INPUT DATA START

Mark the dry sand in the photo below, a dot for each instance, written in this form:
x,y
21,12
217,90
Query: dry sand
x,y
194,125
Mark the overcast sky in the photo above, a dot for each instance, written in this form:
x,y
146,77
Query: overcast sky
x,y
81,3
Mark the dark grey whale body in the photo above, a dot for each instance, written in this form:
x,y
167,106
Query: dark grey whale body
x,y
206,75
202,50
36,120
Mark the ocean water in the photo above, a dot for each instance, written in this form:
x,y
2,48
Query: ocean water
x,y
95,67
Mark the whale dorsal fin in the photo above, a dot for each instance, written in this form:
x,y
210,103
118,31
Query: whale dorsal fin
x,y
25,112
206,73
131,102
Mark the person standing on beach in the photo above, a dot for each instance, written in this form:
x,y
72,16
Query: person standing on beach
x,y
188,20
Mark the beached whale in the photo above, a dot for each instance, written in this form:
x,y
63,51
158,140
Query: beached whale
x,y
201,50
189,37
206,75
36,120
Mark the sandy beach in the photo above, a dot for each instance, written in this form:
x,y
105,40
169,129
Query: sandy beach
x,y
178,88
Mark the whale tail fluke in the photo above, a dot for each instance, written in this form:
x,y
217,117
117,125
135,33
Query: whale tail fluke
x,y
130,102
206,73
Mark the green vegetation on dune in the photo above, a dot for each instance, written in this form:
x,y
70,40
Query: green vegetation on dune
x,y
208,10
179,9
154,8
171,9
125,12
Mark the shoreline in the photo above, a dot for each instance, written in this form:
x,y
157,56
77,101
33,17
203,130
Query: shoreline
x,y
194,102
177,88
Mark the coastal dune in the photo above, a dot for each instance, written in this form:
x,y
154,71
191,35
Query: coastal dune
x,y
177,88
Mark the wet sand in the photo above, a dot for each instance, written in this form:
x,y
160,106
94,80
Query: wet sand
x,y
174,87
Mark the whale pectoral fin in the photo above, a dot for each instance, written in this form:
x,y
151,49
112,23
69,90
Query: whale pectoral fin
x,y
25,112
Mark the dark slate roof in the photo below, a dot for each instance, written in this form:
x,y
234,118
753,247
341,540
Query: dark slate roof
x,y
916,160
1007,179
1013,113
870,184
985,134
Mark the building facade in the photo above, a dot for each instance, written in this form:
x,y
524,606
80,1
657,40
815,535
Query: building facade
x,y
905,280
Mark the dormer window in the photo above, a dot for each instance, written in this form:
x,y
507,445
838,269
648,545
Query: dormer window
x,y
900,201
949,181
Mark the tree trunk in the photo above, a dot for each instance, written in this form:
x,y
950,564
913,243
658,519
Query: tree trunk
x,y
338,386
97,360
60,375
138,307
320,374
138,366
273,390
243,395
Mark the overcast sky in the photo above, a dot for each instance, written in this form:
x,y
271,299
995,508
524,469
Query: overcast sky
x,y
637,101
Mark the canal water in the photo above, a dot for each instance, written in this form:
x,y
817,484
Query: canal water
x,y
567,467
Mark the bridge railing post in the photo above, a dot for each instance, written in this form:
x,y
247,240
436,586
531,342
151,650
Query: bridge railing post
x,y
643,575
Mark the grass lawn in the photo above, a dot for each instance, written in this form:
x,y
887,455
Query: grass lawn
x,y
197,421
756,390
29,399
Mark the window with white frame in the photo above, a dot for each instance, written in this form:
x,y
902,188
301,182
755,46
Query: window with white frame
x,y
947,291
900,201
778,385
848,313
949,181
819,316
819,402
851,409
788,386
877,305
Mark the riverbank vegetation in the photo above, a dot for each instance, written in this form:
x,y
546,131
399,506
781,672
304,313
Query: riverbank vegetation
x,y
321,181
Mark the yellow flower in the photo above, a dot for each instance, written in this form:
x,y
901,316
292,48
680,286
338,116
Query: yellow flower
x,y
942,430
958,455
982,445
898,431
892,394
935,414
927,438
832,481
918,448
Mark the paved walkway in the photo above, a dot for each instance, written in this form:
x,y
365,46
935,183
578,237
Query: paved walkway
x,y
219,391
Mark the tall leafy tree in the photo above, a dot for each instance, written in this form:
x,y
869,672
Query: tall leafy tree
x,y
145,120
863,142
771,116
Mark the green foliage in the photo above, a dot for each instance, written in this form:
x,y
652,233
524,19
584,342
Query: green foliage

INPUT DATA END
INPUT DATA START

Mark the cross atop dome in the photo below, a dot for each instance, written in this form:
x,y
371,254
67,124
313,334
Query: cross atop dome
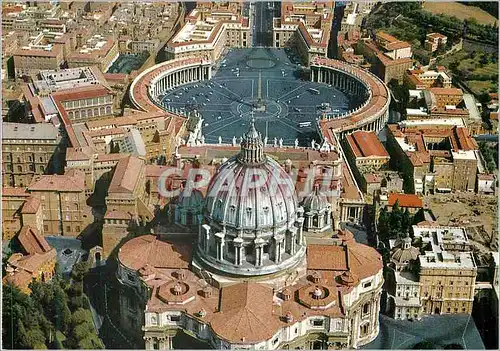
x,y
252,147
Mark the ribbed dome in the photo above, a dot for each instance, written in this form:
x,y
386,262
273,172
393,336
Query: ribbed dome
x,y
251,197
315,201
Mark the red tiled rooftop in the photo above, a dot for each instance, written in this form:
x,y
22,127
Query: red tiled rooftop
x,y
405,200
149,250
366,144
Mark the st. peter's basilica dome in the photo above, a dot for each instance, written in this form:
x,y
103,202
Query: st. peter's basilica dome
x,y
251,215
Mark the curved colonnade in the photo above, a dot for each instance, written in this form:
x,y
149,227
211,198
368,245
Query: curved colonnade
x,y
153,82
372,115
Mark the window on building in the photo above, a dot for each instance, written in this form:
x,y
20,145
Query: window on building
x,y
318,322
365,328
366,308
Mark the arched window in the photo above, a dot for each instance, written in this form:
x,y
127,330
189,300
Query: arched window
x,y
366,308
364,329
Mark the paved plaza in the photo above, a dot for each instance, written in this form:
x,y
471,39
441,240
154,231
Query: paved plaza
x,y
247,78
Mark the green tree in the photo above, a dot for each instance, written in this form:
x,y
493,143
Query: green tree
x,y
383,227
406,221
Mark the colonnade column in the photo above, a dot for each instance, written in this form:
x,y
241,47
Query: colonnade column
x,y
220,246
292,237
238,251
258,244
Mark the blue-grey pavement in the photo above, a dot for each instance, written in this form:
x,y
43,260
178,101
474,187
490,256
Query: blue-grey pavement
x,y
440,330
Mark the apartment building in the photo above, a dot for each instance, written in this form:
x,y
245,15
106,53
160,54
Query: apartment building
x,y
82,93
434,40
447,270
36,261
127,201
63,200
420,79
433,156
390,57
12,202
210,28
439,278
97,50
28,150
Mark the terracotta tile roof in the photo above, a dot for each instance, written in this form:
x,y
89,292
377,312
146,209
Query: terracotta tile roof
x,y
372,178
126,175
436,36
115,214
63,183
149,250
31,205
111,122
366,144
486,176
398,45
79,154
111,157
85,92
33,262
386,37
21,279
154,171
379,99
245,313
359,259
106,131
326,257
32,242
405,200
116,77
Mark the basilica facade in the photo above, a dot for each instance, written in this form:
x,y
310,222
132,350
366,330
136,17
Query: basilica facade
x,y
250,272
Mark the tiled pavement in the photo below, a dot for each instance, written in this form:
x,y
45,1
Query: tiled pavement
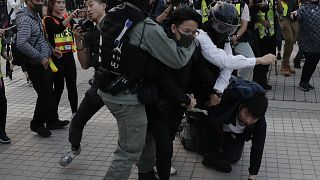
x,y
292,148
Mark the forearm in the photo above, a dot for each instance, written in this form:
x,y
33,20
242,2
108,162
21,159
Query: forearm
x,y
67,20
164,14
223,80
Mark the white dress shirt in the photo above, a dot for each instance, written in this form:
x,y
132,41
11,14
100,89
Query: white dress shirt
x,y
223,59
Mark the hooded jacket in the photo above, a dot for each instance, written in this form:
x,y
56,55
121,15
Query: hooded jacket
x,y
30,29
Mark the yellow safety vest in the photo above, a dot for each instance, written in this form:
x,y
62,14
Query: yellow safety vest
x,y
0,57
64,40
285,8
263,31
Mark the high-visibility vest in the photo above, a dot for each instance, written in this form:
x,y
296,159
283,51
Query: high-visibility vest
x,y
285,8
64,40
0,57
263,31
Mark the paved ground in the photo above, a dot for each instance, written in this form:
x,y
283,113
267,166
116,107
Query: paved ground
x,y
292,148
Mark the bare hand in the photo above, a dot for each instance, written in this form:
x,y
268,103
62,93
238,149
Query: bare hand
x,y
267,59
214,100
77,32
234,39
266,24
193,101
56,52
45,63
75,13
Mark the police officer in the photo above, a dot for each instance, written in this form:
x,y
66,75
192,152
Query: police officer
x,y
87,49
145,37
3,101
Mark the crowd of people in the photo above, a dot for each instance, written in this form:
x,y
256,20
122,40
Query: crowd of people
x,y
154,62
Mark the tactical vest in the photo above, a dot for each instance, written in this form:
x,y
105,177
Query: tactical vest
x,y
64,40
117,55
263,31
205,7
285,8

INPUT DATA END

** PROMPT **
Working from the entries above, find every line in which the word "foliage" occurs and copy it.

** EXERCISE OUTPUT **
Mark the green foliage in the photo above, a dot for each instance, written in this form:
Query: green foliage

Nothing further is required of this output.